> _EXERCISE INSTRUCTIONS_
In the records below, find the line containing "Where can the balcony be". Restate it and all the lines after it exactly, and omit the rest.

Referring expression pointing data
--
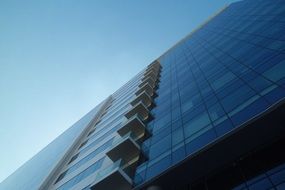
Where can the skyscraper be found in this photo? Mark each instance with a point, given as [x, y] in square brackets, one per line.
[207, 114]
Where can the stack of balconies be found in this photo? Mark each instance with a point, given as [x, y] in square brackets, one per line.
[126, 151]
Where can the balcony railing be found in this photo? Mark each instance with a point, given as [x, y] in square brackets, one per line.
[125, 148]
[135, 126]
[150, 81]
[110, 175]
[144, 97]
[147, 88]
[141, 109]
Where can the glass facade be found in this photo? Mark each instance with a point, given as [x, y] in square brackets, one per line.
[227, 73]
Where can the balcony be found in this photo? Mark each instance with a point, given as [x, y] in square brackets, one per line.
[112, 174]
[151, 72]
[149, 81]
[136, 126]
[140, 109]
[151, 75]
[144, 98]
[147, 88]
[154, 64]
[124, 148]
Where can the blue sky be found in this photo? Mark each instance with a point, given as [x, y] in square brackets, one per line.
[60, 58]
--
> _RESULT_
Where can the balcony be found in this photo? Mark each instance with a point, given as [x, y] in square brackets, one per line.
[112, 174]
[151, 72]
[149, 81]
[136, 126]
[140, 109]
[151, 75]
[144, 98]
[147, 88]
[154, 64]
[124, 148]
Where can the blue sky be found in this photo? Mark each instance with a point, given as [x, y] in square brackets, one per line.
[60, 58]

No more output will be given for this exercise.